→ Texte de la page
=-=-=-=-=

D’autres, comme Demon Hunter, ne cachent pas ce qu’ils croient. Dans une interview donnée en 2004, Ryan Clark a déclaré sans honte: «Nous sommes tous chrétiens. Nous n’allons pas tourner autour du pot.» Il admet pourtant un penchant pour des paroles obscures. «J’aime écrire dans un style assez poétique et métaphorique. Un langage direct n’est pas pour moi dans l’écriture de chansons.» Il croit cependant: «Si quelqu’un qui lit nos paroles prend vraiment le temps de s’y plonger, le message sera clair.» Le site web du groupe est encore plus clair; il propose des pages qui traitent de questions de foi ainsi qu’un lieu où les fans peuvent publier des requêtes de prière.
De même, les références à la spiritualité dans le dernier CD de Underoath sont subtiles (voir l’encadré), mais pas le site web du groupe. Timothy McTague, guitariste de Underoath, écrit dans un journal en ligne: «J’ai réalisé le devoir que nous avions en tant que chrétiens de traiter nos amis, notre famille et ceux qui nous sont étrangers avec amour et respect. Dire que nous aimons Christ, qui est amour, tout en nous détournant et en oubliant nos frères, c’est probablement l’une des plus grandes contradictions que nous puissions vivre en tant que représentants physiques de Christ et de son enseignement.»

=-=-=-=-=

→ Travail demandé
Recopiez en entier le texte ci-dessus sur Demon Hunter et Underoath, sans y changer un seul mot.

→ Données fournies
=-=-=-=-=

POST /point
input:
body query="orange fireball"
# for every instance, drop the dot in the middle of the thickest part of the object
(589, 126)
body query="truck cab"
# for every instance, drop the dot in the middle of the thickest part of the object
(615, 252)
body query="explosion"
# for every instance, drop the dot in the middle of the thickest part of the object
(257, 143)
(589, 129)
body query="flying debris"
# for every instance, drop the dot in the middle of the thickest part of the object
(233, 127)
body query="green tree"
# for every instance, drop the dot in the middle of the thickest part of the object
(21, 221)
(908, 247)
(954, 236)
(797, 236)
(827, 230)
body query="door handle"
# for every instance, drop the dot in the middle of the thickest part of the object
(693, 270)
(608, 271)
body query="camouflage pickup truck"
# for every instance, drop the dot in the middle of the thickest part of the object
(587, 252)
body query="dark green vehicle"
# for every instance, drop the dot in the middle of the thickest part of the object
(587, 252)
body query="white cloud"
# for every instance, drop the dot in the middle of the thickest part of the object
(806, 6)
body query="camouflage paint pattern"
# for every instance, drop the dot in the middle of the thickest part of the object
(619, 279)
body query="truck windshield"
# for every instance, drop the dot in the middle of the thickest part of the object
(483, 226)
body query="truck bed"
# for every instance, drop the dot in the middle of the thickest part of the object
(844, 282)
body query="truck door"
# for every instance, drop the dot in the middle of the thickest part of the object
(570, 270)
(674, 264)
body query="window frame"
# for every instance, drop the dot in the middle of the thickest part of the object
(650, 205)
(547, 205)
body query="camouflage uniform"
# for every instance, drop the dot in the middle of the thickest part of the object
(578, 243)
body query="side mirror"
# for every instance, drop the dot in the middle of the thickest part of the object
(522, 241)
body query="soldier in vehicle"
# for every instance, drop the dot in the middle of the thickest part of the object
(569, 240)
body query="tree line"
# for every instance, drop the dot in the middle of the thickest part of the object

=-=-=-=-=

→ Réponse
D’autres, comme Demon Hunter, ne cachent pas ce qu’ils croient. Dans une interview donnée en 2004, Ryan Clark a déclaré sans honte: «Nous sommes tous chrétiens. Nous n’allons pas tourner autour du pot.» Il admet pourtant un penchant pour des paroles obscures. «J’aime écrire dans un style assez poétique et métaphorique. Un langage direct n’est pas pour moi dans l’écriture de chansons.» Il croit cependant: «Si quelqu’un qui lit nos paroles prend vraiment le temps de s’y plonger, le message sera clair.» Le site web du groupe est encore plus clair; il propose des pages qui traitent de questions de foi ainsi qu’un lieu où les fans peuvent publier des requêtes de prière.
De même, les références à la spiritualité dans le dernier CD de Underoath sont subtiles (voir l’encadré), mais pas le site web du groupe. Timothy McTague, guitariste de Underoath, écrit dans un journal en ligne: «J’ai réalisé le devoir que nous avions en tant que chrétiens de traiter nos amis, notre famille et ceux qui nous sont étrangers avec amour et respect. Dire que nous aimons Christ, qui est amour, tout en nous détournant et en oubliant nos frères, c’est probablement l’une des plus grandes contradictions que nous puissions vivre en tant que représentants physiques de Christ et de son enseignement.»